Concetti Chiave
- Dopo l'unificazione nel 1870, l'Italia affronta un grave deficit economico a causa delle spese belliche e della scelta di un governo centralista per evitare disparità regionali.
- I rapporti tesi tra lo Stato italiano e la Chiesa portano a misure come il Non Expedit e l'espropriazione di beni ecclesiastici, aggravando tensioni sociali e promuovendo l'ateismo.
- L'Italia resta un paese prevalentemente agricolo con disparità regionali, mentre l'introduzione del corso forzoso della moneta cerca di stabilizzare l'economia.
- La sinistra politica emerge con riforme significative, come l'istruzione pubblica obbligatoria, mentre il trasformismo diventa una pratica comune nel parlamento.
- In politica estera, l'Italia inizialmente evita il colonialismo ma cambia rotta dopo il Congresso di Berlino, stipulando la Triplice Alleanza con Austria e Germania.
Indice
- Le conseguenze economiche dell'unificazione
- Centralismo e omologazione culturale
- Conflitti tra Stato e Chiesa
- Il Papa e le leggi guarentigie
- Espropri e tensioni sociali
- Economia agricola e disuguaglianze
- Problemi monetari e beni ecclesiastici
- Proteste e riforme sociali
- Trasformazioni politiche e sociali
- Politica estera e colonialismo
Le conseguenze economiche dell'unificazione
In seguito all’unificazione, avvenuta nel 1870, l’Italia si trova ad affrontare tutta una serie di conseguenze, che sono le seguenti.
I Costi: in tutte le guerre di indipendenza non ci sono stati tanti morti quanti nella Prima Guerra Mondiale.
Tuttavia ci sono state delle spese che hanno portato il Paese ad un grave deficit economico.Centralismo e omologazione culturale
La scelta centralista: meglio creare uno stato accentrato o una confederazione? La prima scelta sembra essere la migliore, in quanto si ha paura di creare eccessiva differenza tra le regioni (specialmente nel sud, che oltretutto non possiede nemmeno una classe dirigente adeguata).
Omologazione: per unificare le varie regioni, diverse per lingua e per tradizione, la burocrazia sembra essere l’ideale, giacché obbligata a vivere e a spostarsi per tutta Italia, mettendo così insieme le esperienze. Insieme ad essa favorisce l’unificazione culturale anche l’esercito, composto da soldati provenienti da tutte le regioni che si trovano a prestare servizio molto lontano da casa. I soldati devono capire i compiti dettati in italiano, e nelle caserme si insegna a leggere.

## Dati forniti:
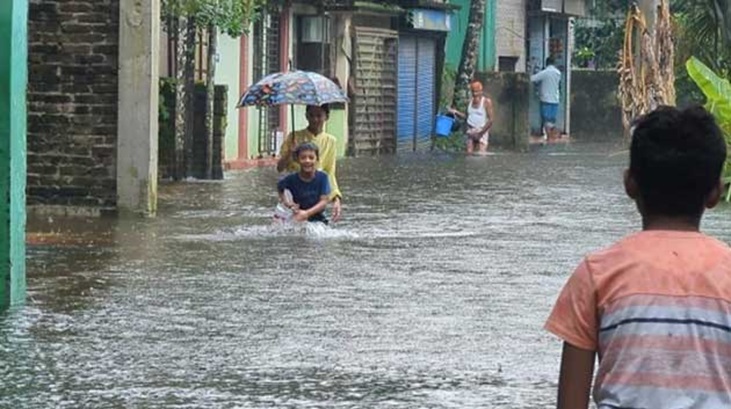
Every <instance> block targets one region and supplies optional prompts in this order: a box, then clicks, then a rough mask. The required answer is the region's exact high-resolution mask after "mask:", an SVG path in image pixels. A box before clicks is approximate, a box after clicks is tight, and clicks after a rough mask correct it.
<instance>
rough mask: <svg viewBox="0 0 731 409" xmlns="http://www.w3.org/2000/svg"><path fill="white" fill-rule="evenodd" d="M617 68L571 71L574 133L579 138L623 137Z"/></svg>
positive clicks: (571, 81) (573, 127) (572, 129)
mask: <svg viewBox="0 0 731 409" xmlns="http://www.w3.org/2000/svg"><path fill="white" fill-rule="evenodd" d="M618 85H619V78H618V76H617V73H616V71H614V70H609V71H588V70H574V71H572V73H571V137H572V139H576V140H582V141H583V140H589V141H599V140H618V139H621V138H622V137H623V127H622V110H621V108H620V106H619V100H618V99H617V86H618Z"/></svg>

--

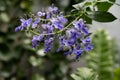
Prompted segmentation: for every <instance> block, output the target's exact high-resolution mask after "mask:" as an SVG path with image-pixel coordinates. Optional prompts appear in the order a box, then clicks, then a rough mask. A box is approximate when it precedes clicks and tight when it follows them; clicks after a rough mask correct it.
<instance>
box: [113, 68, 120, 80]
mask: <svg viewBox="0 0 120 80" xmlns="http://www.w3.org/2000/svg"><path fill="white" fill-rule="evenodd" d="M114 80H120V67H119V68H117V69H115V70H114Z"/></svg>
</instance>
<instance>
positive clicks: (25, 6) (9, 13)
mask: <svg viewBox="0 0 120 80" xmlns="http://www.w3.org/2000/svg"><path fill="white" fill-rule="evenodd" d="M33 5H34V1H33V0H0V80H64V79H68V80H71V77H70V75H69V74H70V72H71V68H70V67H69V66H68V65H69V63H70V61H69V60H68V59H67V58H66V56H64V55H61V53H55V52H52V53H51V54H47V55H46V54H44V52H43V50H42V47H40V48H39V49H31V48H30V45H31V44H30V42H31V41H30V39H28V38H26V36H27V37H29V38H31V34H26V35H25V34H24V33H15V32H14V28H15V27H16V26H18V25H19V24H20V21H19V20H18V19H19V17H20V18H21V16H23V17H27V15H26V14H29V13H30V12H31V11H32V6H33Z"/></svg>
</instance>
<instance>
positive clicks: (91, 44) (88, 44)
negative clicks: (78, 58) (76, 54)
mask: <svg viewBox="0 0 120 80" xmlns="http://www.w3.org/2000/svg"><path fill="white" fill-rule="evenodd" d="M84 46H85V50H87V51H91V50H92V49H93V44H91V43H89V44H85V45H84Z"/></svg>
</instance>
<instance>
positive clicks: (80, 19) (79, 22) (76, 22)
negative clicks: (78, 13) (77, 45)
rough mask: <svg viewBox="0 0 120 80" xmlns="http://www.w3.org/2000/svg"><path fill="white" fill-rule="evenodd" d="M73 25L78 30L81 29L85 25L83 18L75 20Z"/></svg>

## Consegna A:
Rispondi alle seguenti domande basandoti sul testo sull'unificazione italiana.
(i) In quale anno avviene l'unificazione?
(ii) Con quali paesi l'Italia stipula la Triplice Alleanza?
(iii) Dove si insegna a leggere ai soldati?
## Consegna B:
Per favore, ricopia fedelmente il passo del testo sull'unificazione italiana che comincia con "- I rapporti" e prosegue fino a "Austria e Germania.".
I dati provengono da un'altra fonte.

## Soluzione A:
(i) Nel 1870.
(ii) Con Austria e Germania.
(iii) Nelle caserme.

## Soluzione B:
- I rapporti tesi tra lo Stato italiano e la Chiesa portano a misure come il Non Expedit e l'espropriazione di beni ecclesiastici, aggravando tensioni sociali e promuovendo l'ateismo.
- L'Italia resta un paese prevalentemente agricolo con disparità regionali, mentre l'introduzione del corso forzoso della moneta cerca di stabilizzare l'economia.
- La sinistra politica emerge con riforme significative, come l'istruzione pubblica obbligatoria, mentre il trasformismo diventa una pratica comune nel parlamento.
- In politica estera, l'Italia inizialmente evita il colonialismo ma cambia rotta dopo il Congresso di Berlino, stipulando la Triplice Alleanza con Austria e Germania.